● Task objective:
Produce an exact copy of all the records.

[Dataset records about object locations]
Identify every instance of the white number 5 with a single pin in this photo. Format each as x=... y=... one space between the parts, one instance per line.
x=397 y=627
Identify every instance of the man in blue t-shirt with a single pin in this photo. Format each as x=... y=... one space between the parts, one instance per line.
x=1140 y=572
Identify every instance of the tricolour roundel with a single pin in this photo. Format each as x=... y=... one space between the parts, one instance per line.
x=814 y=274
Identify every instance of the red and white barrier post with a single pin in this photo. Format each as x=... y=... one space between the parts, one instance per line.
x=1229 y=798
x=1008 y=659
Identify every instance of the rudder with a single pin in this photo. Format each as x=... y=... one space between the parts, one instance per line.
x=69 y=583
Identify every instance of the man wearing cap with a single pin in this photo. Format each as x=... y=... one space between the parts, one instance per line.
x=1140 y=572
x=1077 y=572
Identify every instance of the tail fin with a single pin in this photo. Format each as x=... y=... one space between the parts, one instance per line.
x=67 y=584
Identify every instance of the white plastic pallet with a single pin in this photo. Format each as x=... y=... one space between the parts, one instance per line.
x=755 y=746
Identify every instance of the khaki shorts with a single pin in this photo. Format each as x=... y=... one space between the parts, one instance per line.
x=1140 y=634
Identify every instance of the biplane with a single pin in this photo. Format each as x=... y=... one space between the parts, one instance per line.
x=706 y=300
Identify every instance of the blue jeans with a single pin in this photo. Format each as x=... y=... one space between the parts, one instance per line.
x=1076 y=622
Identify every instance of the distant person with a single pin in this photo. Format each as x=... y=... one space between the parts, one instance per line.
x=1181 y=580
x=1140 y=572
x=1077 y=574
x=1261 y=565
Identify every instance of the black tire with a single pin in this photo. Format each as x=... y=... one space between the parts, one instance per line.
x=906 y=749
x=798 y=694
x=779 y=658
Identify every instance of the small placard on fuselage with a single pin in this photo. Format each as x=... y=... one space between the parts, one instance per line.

● Answer to the exercise:
Identify every instance of the white number 5 with a single pin in this photo. Format each as x=... y=... one space between the parts, one instance per line.
x=397 y=627
Identify every instance of the man in blue t-shirt with a single pin in this photo. Format each as x=... y=... one space between the parts, one instance per line.
x=1140 y=572
Identify every instance of the tricolour roundel with a single pin in this photo. Format each as x=... y=... one space between the parts, one instance per line.
x=814 y=274
Identify every instance of the red and white barrier post with a single pin in this photo. Format each as x=... y=... one space between the parts, one instance per line.
x=1229 y=798
x=1008 y=659
Identify every instance of the rudder with a single pin in this photo. Format each as x=... y=... one space between the parts, one instance per line.
x=69 y=583
Identify every instance of the man wearing cap with a single pin in this photo. Format each as x=... y=... one space between the parts, one instance per line.
x=1140 y=572
x=1077 y=572
Identify every instance of the tail fin with a single pin in this photo. Format each as x=... y=... one space between the parts, one instance per line.
x=67 y=584
Identify every instance of the white plastic pallet with a single pin in this photo. Format each as x=... y=... one space between the parts, one instance per line.
x=755 y=746
Identify every instance of the khaki shorts with a single pin in this photo. Format each as x=... y=... one space between the parts, one instance per line.
x=1140 y=634
Identify every instance of the biplane with a single pin in this photo. Format each as x=... y=... one space between the parts, one instance per line.
x=706 y=300
Identify every instance of the blue jeans with a single pin in this photo. Format each as x=... y=... one space between the parts, one instance per line.
x=1076 y=622
Identify every instance of the distant person with a single pin in this photo. Format each as x=... y=... one space between the parts, one instance per line.
x=1181 y=580
x=1140 y=572
x=1077 y=574
x=1261 y=565
Identify every instance of the black tire with a single pin in this photo. Format each as x=... y=... one space between the parts, one instance per line.
x=906 y=749
x=798 y=694
x=779 y=658
Identify every instance of the small placard on fuselage with a single pin in this photo. Format each as x=... y=... one space between the parts, one instance per line.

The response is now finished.